## Exercise prompt
Provide the count of lines below where "grassy" occurs, with no other output.

Data for the task START

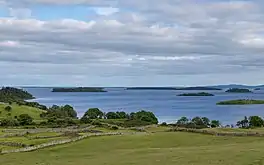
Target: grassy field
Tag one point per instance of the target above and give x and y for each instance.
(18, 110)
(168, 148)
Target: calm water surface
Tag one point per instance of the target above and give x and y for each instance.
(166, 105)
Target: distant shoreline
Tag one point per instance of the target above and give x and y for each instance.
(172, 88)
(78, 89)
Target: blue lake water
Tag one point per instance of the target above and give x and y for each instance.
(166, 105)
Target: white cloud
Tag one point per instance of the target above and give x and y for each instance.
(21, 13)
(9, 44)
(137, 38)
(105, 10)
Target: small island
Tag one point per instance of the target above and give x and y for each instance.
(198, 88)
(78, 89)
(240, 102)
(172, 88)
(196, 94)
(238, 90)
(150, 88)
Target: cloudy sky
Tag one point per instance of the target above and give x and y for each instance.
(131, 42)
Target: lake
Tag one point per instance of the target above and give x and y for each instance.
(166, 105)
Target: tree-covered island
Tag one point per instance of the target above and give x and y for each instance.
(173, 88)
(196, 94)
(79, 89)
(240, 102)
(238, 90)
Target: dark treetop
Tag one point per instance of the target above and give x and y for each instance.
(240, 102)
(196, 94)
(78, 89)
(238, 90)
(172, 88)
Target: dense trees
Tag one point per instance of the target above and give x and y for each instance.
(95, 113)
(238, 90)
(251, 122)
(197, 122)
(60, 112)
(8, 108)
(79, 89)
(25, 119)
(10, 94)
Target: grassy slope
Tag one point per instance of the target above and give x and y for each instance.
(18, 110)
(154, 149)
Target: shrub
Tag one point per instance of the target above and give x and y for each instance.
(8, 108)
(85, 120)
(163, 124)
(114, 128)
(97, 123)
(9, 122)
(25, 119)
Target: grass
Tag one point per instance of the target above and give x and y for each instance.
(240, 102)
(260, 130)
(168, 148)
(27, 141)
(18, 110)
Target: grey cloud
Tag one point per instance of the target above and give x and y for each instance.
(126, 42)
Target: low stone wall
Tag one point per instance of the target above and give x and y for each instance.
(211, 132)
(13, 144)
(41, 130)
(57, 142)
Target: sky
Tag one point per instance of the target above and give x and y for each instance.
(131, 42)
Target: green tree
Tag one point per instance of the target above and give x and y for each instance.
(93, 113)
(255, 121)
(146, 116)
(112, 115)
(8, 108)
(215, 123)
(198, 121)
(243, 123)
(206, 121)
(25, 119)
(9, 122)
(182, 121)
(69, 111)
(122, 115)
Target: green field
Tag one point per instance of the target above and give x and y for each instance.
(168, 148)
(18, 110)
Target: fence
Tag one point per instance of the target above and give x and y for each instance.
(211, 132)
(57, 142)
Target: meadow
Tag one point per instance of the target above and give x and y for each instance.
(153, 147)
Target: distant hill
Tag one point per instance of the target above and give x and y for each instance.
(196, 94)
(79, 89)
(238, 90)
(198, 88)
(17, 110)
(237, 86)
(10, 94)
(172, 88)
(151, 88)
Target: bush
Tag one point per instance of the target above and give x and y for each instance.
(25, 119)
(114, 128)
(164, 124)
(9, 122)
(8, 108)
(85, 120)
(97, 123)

Data for the task END
Data for the task START

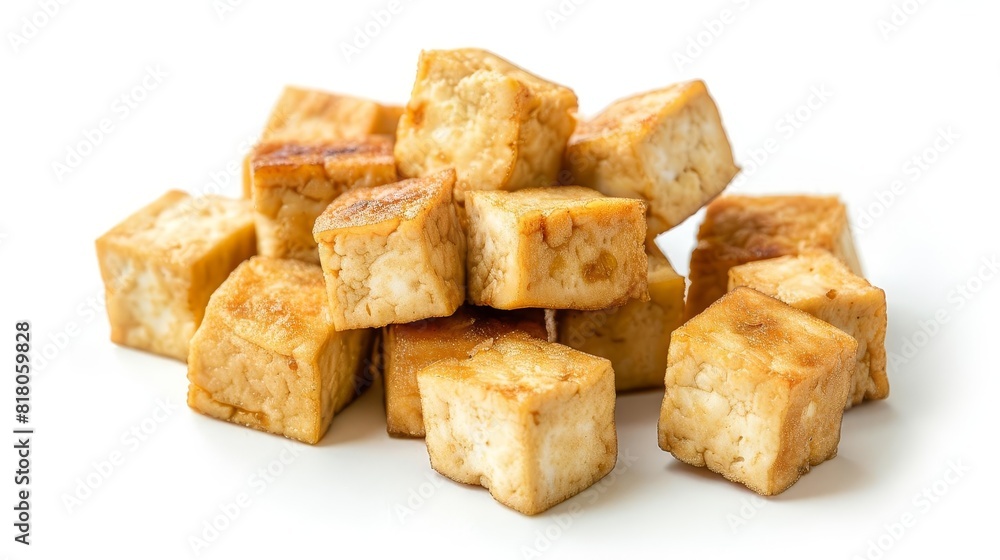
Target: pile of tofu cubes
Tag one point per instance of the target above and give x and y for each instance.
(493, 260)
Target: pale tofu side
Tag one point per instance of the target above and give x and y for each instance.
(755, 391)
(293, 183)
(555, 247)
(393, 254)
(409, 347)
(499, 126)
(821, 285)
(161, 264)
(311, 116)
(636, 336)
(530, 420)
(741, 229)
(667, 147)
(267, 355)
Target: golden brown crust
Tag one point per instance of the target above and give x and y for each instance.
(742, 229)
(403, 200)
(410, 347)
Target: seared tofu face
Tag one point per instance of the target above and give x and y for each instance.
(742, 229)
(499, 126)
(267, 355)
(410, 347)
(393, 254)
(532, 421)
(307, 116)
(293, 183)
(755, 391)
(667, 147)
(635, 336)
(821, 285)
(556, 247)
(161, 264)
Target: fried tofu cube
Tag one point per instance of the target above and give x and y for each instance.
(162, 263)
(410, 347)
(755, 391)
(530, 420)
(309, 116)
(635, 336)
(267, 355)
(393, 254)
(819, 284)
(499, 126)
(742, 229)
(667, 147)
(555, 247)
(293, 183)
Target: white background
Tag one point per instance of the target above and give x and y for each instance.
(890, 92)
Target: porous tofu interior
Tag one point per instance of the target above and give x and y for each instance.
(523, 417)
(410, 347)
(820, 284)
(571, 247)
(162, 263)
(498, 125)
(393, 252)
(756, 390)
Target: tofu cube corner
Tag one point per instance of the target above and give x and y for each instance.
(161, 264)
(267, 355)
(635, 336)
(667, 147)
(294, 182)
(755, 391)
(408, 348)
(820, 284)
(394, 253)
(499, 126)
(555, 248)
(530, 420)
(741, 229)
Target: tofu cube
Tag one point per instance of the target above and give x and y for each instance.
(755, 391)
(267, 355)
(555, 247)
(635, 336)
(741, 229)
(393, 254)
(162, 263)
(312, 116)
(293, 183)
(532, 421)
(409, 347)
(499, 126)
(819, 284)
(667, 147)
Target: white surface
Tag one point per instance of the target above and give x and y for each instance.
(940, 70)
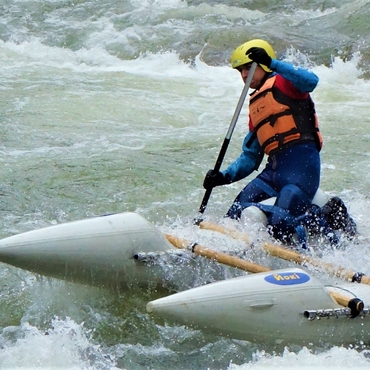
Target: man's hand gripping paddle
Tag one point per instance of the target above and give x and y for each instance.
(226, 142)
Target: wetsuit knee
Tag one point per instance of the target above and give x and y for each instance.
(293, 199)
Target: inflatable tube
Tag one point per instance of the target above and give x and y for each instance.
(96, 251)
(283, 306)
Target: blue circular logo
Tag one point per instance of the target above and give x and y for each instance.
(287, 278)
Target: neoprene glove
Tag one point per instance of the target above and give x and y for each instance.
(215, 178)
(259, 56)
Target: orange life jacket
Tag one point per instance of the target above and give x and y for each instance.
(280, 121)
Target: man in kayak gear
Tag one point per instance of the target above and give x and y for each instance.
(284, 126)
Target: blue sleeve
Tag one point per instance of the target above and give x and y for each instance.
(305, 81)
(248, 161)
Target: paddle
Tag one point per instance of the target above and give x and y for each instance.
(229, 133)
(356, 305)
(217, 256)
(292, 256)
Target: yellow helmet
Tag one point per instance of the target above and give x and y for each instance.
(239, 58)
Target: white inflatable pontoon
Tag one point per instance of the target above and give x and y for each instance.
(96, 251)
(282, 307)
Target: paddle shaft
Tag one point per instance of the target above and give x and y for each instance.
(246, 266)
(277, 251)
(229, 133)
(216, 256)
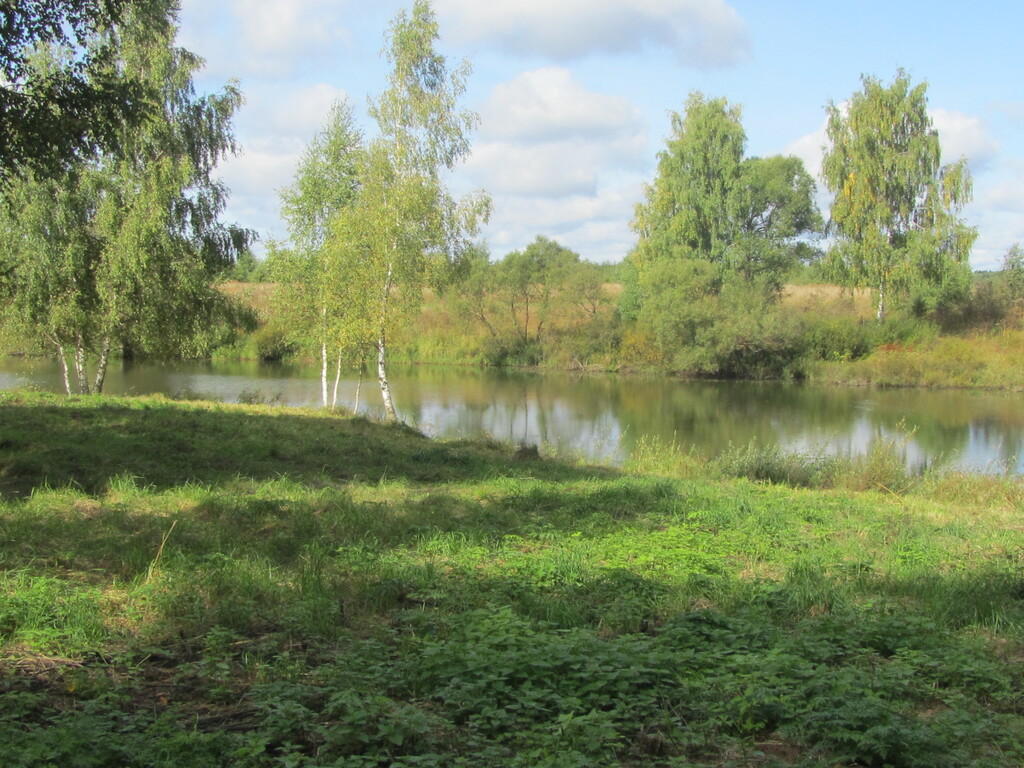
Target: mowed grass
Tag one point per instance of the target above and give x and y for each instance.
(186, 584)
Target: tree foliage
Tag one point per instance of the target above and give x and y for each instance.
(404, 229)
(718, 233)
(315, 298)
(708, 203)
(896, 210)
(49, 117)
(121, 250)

Data for the task END

## Result of the task
2